--- GIVEN DATA Enclosed Below ---
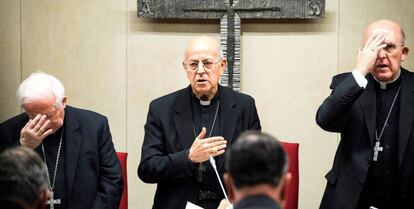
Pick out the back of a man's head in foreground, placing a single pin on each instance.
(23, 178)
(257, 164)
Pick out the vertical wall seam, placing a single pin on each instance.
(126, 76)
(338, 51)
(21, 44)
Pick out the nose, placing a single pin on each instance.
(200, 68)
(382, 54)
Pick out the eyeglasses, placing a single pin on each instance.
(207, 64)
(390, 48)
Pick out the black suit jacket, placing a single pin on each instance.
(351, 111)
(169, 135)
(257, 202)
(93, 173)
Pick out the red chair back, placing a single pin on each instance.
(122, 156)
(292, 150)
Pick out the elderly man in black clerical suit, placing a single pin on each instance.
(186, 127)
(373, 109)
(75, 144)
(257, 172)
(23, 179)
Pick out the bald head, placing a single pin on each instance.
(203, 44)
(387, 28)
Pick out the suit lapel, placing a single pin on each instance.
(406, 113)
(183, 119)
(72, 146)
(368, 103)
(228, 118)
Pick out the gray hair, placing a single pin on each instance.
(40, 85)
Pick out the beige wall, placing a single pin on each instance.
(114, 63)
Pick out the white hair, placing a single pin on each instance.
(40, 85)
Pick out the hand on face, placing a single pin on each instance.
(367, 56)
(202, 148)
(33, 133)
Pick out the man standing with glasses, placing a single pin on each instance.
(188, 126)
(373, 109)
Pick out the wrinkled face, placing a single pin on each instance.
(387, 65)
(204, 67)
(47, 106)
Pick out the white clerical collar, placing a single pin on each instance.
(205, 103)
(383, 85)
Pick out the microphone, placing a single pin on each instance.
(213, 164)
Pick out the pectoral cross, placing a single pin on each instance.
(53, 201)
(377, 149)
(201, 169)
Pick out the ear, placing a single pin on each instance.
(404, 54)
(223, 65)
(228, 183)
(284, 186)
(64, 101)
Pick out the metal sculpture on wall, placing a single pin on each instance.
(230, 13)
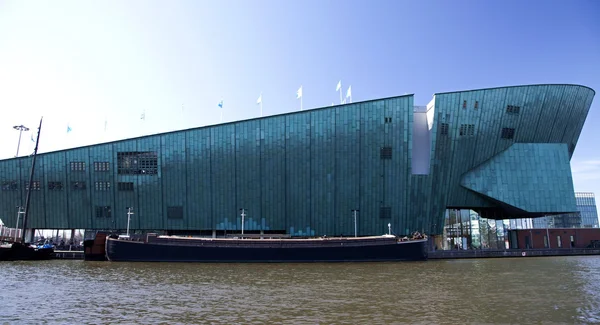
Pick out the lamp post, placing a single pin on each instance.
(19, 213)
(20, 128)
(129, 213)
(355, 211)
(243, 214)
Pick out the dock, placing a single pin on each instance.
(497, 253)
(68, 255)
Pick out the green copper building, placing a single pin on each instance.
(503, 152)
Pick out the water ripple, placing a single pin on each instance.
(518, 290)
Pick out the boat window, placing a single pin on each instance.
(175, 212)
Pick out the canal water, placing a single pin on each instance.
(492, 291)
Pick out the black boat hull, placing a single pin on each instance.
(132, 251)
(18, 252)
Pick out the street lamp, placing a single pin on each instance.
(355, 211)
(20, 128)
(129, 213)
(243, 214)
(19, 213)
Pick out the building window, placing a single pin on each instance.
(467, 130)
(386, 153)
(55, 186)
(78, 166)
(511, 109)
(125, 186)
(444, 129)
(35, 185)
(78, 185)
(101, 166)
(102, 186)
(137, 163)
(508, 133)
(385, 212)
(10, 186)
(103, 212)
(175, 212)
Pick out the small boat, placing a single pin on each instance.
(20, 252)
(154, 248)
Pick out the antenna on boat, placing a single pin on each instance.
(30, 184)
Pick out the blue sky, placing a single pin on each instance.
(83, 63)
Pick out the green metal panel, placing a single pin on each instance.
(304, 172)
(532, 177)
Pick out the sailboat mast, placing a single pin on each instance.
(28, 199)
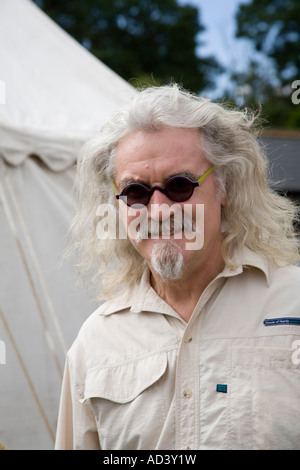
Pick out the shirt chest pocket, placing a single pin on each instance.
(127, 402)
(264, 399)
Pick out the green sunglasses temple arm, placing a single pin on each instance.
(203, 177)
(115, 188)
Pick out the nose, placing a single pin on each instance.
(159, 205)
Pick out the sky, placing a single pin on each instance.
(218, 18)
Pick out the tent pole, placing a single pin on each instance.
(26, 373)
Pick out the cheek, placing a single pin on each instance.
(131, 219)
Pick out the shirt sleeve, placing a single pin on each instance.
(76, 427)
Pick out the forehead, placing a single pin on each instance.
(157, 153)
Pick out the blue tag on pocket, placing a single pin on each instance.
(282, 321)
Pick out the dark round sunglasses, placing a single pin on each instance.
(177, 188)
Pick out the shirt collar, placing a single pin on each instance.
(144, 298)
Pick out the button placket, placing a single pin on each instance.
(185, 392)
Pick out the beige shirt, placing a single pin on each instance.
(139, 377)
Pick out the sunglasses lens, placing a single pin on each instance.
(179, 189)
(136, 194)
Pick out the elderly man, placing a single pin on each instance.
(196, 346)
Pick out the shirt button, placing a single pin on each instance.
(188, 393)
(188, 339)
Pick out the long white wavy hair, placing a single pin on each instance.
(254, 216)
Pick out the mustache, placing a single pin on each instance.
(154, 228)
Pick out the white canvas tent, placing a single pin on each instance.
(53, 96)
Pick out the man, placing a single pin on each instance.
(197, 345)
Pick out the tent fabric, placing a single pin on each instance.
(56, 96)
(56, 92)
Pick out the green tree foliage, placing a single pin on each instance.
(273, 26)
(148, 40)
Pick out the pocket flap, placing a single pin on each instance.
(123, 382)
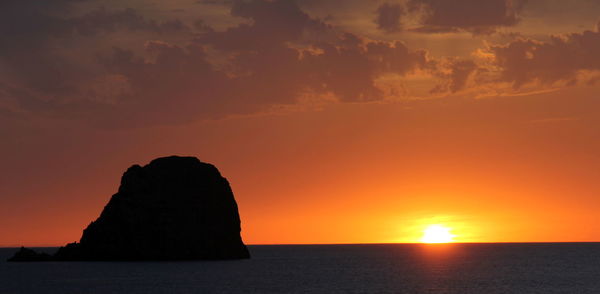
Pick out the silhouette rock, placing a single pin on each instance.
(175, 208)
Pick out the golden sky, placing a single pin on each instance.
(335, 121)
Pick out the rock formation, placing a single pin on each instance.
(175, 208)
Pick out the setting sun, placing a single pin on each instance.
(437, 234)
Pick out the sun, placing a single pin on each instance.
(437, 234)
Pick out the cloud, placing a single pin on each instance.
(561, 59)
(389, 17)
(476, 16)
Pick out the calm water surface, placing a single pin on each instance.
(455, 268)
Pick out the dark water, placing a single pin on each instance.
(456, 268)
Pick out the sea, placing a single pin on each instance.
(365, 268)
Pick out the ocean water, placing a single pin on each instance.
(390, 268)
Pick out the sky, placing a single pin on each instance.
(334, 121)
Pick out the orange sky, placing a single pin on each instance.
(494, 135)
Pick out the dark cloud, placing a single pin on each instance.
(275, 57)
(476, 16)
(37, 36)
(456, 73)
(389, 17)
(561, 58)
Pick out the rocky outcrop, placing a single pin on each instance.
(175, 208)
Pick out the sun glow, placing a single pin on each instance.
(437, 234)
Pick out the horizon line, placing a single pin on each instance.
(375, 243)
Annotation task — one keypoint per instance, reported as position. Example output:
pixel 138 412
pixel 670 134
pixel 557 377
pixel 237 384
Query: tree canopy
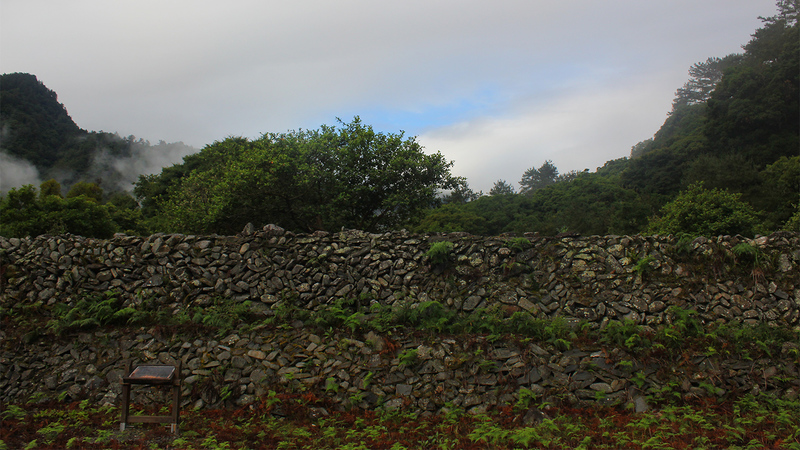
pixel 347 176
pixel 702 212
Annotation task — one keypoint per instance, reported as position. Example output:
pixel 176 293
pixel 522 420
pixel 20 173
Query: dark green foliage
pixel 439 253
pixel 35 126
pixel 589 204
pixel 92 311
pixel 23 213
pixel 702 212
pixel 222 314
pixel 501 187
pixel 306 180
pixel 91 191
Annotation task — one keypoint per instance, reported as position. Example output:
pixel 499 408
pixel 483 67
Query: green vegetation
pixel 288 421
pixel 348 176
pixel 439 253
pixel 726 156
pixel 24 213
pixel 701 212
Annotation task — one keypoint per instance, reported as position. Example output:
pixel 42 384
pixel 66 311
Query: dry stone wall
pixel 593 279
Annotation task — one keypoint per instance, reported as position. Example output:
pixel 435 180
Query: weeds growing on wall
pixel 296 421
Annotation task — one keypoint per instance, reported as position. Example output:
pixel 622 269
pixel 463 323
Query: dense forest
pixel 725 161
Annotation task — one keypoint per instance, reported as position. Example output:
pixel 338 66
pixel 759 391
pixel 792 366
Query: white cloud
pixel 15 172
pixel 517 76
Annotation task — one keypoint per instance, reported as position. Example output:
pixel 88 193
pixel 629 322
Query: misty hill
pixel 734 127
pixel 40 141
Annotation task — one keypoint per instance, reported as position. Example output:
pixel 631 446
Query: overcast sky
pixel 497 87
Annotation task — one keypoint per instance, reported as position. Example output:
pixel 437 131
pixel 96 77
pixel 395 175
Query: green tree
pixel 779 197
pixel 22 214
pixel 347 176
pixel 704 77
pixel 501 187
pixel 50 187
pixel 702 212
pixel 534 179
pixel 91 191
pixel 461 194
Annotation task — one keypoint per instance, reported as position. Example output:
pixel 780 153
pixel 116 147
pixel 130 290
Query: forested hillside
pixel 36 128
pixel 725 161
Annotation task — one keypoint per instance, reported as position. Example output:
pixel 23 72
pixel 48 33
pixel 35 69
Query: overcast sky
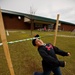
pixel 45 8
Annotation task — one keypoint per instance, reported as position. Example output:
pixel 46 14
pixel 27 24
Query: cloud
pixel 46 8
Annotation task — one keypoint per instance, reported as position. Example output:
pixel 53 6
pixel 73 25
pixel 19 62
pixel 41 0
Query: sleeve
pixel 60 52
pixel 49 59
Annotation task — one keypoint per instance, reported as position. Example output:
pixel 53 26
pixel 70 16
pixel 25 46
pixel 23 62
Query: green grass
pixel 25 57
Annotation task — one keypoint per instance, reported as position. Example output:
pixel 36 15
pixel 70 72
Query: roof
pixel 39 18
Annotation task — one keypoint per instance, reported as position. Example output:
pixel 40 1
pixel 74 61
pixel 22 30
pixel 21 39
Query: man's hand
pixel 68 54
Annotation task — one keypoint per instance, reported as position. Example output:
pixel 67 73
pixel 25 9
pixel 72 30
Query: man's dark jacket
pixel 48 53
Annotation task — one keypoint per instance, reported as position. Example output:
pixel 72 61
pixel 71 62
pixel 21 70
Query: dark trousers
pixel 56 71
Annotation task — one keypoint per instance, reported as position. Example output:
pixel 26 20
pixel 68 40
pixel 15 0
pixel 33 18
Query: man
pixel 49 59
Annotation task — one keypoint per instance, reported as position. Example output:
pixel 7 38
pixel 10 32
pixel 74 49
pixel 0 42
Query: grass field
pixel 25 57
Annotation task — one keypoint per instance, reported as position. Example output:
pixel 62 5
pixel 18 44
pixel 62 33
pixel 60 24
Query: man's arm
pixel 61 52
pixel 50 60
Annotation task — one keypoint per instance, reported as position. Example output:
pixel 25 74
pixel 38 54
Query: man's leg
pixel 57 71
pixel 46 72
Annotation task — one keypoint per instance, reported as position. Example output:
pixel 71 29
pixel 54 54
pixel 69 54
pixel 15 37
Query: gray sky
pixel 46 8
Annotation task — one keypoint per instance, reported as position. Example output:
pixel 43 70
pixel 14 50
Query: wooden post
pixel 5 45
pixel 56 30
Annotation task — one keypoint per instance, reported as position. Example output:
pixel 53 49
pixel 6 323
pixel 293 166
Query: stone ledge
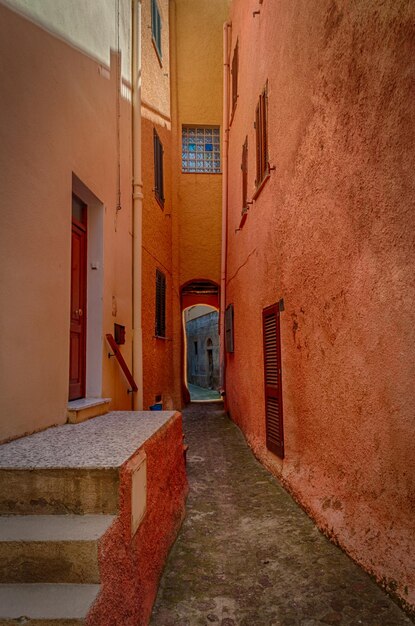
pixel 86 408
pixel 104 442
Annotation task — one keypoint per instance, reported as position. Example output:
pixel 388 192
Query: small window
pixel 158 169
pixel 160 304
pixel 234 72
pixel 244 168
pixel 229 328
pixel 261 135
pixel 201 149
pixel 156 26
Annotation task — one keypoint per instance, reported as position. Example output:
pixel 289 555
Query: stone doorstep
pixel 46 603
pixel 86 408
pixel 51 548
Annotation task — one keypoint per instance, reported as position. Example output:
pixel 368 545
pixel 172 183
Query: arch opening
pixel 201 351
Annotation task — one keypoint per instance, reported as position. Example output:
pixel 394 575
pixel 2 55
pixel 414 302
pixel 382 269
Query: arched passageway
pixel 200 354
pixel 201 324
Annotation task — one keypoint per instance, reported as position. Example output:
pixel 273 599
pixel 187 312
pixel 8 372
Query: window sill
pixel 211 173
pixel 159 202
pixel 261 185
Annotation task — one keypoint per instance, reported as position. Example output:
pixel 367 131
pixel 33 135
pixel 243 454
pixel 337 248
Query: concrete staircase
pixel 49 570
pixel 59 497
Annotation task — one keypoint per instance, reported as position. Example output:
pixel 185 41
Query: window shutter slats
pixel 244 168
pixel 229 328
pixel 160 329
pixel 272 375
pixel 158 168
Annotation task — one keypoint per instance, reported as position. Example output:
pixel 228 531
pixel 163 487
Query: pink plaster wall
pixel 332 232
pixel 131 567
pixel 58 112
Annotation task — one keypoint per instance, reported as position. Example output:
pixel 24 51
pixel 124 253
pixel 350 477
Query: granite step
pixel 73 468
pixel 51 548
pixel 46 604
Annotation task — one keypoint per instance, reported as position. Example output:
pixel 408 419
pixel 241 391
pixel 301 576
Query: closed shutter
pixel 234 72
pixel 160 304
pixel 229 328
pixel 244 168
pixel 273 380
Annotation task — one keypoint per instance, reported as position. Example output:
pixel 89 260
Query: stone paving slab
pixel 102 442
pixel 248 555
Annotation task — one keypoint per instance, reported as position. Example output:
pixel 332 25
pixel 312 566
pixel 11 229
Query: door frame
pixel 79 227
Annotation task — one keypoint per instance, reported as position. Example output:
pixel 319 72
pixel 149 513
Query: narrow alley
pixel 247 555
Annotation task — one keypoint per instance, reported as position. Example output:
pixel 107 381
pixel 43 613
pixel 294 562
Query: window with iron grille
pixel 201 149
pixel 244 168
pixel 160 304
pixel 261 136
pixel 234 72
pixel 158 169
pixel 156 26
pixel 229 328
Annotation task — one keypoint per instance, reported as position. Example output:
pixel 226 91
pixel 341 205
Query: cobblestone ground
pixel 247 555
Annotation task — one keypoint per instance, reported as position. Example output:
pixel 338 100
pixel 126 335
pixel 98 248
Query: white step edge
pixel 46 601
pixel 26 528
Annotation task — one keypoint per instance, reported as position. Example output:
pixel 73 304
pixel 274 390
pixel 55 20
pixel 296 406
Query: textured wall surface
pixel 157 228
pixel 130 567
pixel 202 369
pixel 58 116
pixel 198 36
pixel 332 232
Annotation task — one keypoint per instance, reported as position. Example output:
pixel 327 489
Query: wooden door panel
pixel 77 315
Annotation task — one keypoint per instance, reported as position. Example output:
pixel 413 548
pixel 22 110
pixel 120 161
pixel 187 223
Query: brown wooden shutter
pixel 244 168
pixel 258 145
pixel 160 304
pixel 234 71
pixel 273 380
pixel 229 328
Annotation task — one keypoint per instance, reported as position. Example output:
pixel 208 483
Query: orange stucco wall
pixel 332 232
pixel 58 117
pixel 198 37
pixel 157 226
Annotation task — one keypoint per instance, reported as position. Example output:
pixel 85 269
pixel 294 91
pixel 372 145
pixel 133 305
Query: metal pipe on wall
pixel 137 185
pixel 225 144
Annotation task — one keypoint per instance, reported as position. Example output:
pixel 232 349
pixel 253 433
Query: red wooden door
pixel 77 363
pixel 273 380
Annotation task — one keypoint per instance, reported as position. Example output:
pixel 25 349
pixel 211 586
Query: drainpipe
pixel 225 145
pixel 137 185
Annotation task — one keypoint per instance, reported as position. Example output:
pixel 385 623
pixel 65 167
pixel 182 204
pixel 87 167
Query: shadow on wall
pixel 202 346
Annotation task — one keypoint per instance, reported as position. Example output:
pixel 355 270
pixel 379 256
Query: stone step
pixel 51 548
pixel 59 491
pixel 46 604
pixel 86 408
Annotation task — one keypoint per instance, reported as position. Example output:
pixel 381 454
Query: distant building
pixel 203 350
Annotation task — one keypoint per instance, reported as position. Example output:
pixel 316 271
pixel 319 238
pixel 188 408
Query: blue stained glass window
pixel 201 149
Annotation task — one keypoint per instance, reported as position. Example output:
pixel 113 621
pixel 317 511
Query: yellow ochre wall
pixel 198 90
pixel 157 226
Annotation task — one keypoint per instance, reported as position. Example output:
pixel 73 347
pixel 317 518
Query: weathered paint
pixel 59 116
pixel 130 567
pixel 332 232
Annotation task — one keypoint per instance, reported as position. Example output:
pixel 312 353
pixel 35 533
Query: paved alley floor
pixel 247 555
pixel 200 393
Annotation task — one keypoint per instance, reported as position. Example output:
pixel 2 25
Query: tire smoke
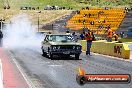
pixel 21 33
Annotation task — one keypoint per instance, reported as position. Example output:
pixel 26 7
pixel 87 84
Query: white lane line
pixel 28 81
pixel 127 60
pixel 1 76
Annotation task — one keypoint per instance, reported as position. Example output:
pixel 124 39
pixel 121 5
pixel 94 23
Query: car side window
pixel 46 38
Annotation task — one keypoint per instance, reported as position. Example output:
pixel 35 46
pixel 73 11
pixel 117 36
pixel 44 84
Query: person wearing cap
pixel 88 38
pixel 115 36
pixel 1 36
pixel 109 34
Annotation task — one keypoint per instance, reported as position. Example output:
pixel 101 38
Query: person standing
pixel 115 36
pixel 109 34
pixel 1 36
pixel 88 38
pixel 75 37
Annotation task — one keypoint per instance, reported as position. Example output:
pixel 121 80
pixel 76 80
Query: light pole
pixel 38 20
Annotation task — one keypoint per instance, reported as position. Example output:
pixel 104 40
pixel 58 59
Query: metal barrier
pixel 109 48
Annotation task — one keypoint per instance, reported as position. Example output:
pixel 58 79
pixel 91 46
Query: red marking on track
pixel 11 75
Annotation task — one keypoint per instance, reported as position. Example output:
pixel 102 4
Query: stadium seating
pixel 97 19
--- End of Enclosed GIVEN DATA ---
ASSIGNED TASK: What you return must be the lines from the line holding "pixel 121 80" through the final line of the material, word for word, and nothing more.

REPLY:
pixel 121 80
pixel 76 80
Query: light pole
pixel 38 20
Annotation task — one keypoint per instance, reported as position. Example output:
pixel 104 40
pixel 58 59
Query: metal barrier
pixel 109 48
Annotation task — one keypoint per instance, reported as position. Example output:
pixel 58 79
pixel 91 46
Query: red marking on track
pixel 11 75
Annotation task — one keypoint per instance, reported as position. Example output:
pixel 102 4
Query: stadium seating
pixel 97 19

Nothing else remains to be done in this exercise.